:: DATA ENTRIES

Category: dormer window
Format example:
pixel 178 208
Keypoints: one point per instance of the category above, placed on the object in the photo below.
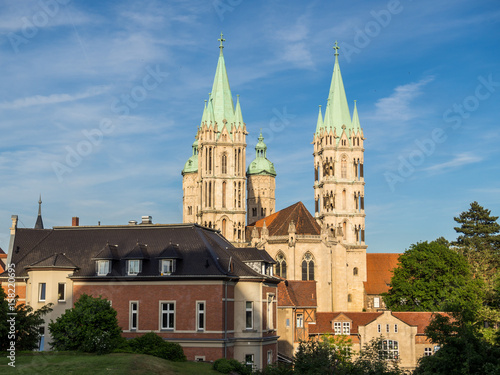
pixel 103 267
pixel 167 266
pixel 134 267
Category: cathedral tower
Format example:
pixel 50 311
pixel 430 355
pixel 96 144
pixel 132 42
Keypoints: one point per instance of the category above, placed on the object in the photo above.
pixel 261 184
pixel 214 182
pixel 339 192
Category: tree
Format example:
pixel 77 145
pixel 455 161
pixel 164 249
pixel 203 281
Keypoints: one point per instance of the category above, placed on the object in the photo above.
pixel 463 349
pixel 27 323
pixel 429 275
pixel 91 326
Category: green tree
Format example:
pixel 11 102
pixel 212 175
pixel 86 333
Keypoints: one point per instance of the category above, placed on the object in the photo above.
pixel 27 323
pixel 463 348
pixel 430 274
pixel 91 326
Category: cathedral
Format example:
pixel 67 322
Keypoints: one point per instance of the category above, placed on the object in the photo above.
pixel 328 247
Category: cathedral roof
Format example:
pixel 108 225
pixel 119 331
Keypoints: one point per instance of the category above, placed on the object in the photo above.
pixel 379 268
pixel 278 223
pixel 261 165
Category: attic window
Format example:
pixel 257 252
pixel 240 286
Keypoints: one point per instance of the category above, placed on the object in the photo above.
pixel 134 267
pixel 103 267
pixel 167 266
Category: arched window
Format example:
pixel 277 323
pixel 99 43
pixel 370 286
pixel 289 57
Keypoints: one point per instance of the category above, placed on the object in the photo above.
pixel 280 266
pixel 308 267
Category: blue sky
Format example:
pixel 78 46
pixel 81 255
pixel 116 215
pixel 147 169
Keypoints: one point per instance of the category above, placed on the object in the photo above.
pixel 100 101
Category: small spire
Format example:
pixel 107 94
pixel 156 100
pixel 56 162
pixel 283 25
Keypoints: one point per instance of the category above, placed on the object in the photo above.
pixel 221 40
pixel 39 221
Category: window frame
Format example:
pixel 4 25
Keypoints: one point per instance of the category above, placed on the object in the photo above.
pixel 201 313
pixel 168 313
pixel 133 313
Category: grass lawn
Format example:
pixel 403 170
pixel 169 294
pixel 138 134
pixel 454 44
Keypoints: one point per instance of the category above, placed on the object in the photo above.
pixel 62 363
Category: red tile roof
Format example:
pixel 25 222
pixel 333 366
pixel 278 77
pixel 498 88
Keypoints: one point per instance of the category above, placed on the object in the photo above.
pixel 297 293
pixel 324 321
pixel 379 268
pixel 278 223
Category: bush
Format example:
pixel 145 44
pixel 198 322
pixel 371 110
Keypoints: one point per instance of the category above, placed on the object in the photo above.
pixel 226 366
pixel 152 344
pixel 91 326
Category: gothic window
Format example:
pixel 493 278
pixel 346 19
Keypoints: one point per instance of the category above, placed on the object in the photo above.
pixel 343 166
pixel 308 267
pixel 224 163
pixel 280 266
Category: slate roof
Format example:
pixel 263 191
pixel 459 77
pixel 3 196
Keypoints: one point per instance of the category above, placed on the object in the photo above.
pixel 379 268
pixel 277 223
pixel 201 253
pixel 295 293
pixel 324 321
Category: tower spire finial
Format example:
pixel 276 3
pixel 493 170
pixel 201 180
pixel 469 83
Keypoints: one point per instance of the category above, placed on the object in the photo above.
pixel 221 40
pixel 336 48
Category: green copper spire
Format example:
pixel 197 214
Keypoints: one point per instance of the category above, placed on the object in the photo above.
pixel 238 115
pixel 355 119
pixel 320 121
pixel 223 106
pixel 337 111
pixel 261 165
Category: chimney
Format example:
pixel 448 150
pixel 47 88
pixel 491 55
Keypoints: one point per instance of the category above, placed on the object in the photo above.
pixel 147 220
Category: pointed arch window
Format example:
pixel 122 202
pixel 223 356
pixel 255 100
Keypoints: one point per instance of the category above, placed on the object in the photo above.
pixel 308 267
pixel 280 266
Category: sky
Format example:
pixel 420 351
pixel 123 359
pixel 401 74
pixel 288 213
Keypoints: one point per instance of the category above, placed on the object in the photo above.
pixel 100 102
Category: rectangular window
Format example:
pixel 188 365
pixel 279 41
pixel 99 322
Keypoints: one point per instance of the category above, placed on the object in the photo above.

::::

» **TO BE DONE**
Render every line of the records above as a numbered list, skipping blank lines and leaving out the pictures.

» **COMPLETE ANSWER**
1. Category: dormer window
2. Format example:
3. pixel 178 208
4. Keypoints: one point per instance of the category above, placed on the object in the photo below.
5. pixel 103 267
6. pixel 167 266
7. pixel 134 267
8. Category: cathedral tower
9. Format example:
10. pixel 50 311
11. pixel 430 355
12. pixel 96 144
13. pixel 132 42
14. Keypoints: one point per instance of the category above, placed on the object in the photo above.
15. pixel 261 184
16. pixel 214 182
17. pixel 339 192
18. Category: tree
19. Format example:
20. pixel 77 145
21. pixel 455 161
22. pixel 164 249
23. pixel 203 281
24. Keypoints: one point per instance of the category above, placed on the object in the photo above.
25. pixel 463 349
26. pixel 27 323
27. pixel 429 275
28. pixel 91 326
29. Category: green tree
30. Format example:
31. pixel 11 102
32. pixel 212 175
33. pixel 86 333
34. Keypoints: one point per instance of the category above, placed on the object in the photo above.
35. pixel 27 323
36. pixel 463 348
37. pixel 430 274
38. pixel 91 326
39. Category: cathedral
40. Format example:
41. pixel 67 322
42. Keypoints: one point per instance of the category above, placed on the object in the photo above.
43. pixel 328 247
44. Category: cathedral roof
45. Format example:
46. pixel 108 225
47. pixel 119 331
48. Keypoints: one point per instance of the category above, placed on the object in the photo above.
49. pixel 379 268
50. pixel 278 223
51. pixel 261 165
52. Category: attic window
53. Format example:
54. pixel 257 252
55. pixel 240 286
56. Keypoints: one point per instance of the category above, placed on the object in the photo above.
57. pixel 134 267
58. pixel 103 267
59. pixel 167 266
60. Category: arched window
61. Format example:
62. pixel 277 323
63. pixel 99 43
64. pixel 370 286
65. pixel 289 57
66. Keypoints: one point per instance of the category above, placed on the object in the photo above.
67. pixel 280 266
68. pixel 308 267
69. Category: blue sky
70. Format example:
71. pixel 78 46
72. pixel 81 255
73. pixel 116 215
74. pixel 147 169
75. Keypoints: one point per instance of the category above, placed on the object in the photo above.
76. pixel 100 101
77. Category: small spire
78. Format example:
79. pixel 107 94
80. pixel 156 100
81. pixel 56 162
82. pixel 283 25
83. Keypoints: one point per instance of the category above, placed on the object in the photo above.
84. pixel 221 40
85. pixel 39 221
86. Category: window frame
87. Format example:
88. pixel 4 25
89. Keypoints: one point per instance of the category above, placed on the object in the photo above.
90. pixel 201 313
91. pixel 168 313
92. pixel 133 313
93. Category: grass lawn
94. Format example:
95. pixel 403 170
96. pixel 169 294
97. pixel 138 134
98. pixel 454 44
99. Keypoints: one point per instance of the category above, placed on the object in the photo above.
100. pixel 62 363
101. Category: red tile roof
102. Format example:
103. pixel 25 222
104. pixel 333 366
105. pixel 278 77
106. pixel 498 88
107. Keypoints: one point per instance of the category above, placed on the object in the photo above.
108. pixel 297 293
109. pixel 324 321
110. pixel 379 268
111. pixel 278 223
112. Category: bush
113. Format example:
114. pixel 145 44
115. pixel 198 322
116. pixel 371 110
117. Keypoints: one point per instance of the category above, placed on the object in the photo above.
118. pixel 226 366
119. pixel 152 344
120. pixel 91 326
121. Category: gothic window
122. Format example:
123. pixel 493 278
124. pixel 346 19
125. Keypoints: one point per instance of the category above, placed on the object in the photo above.
126. pixel 343 166
127. pixel 308 267
128. pixel 224 163
129. pixel 280 266
130. Category: slate roof
131. Format example:
132. pixel 263 191
133. pixel 459 77
134. pixel 3 196
135. Keypoints: one point per instance of the category above, placed on the object in the photo above.
136. pixel 379 268
137. pixel 277 223
138. pixel 201 253
139. pixel 295 293
140. pixel 324 321
141. Category: tower spire finial
142. Format example:
143. pixel 276 3
144. pixel 493 170
145. pixel 201 180
146. pixel 469 83
147. Keypoints: one point per instance of the category above, placed on the object in the photo above.
148. pixel 221 40
149. pixel 336 48
150. Category: green copper spire
151. Format example:
152. pixel 197 214
153. Keypoints: one point per instance of the category above, placed on the object in the photo above.
154. pixel 238 115
155. pixel 355 119
156. pixel 320 121
157. pixel 223 106
158. pixel 337 111
159. pixel 261 165
160. Category: chimney
161. Format example:
162. pixel 448 150
163. pixel 47 88
164. pixel 491 55
165. Keypoints: one point per instance of the category above, placed on the object in the photo above.
166. pixel 147 220
167. Category: pointed arch window
168. Format example:
169. pixel 122 202
170. pixel 223 356
171. pixel 255 100
172. Keypoints: one point per instance of the category above, placed on the object in the photo above.
173. pixel 308 267
174. pixel 280 266
175. Category: sky
176. Format example:
177. pixel 420 351
178. pixel 123 359
179. pixel 401 74
180. pixel 288 213
181. Keypoints: one point per instance of the category above, placed on the object in the photo above.
182. pixel 100 102
183. Category: rectangular window
184. Format example:
185. pixel 188 365
186. pixel 279 41
187. pixel 99 322
188. Keypoints: one point per instance of the category above, placed on the object in the photo above.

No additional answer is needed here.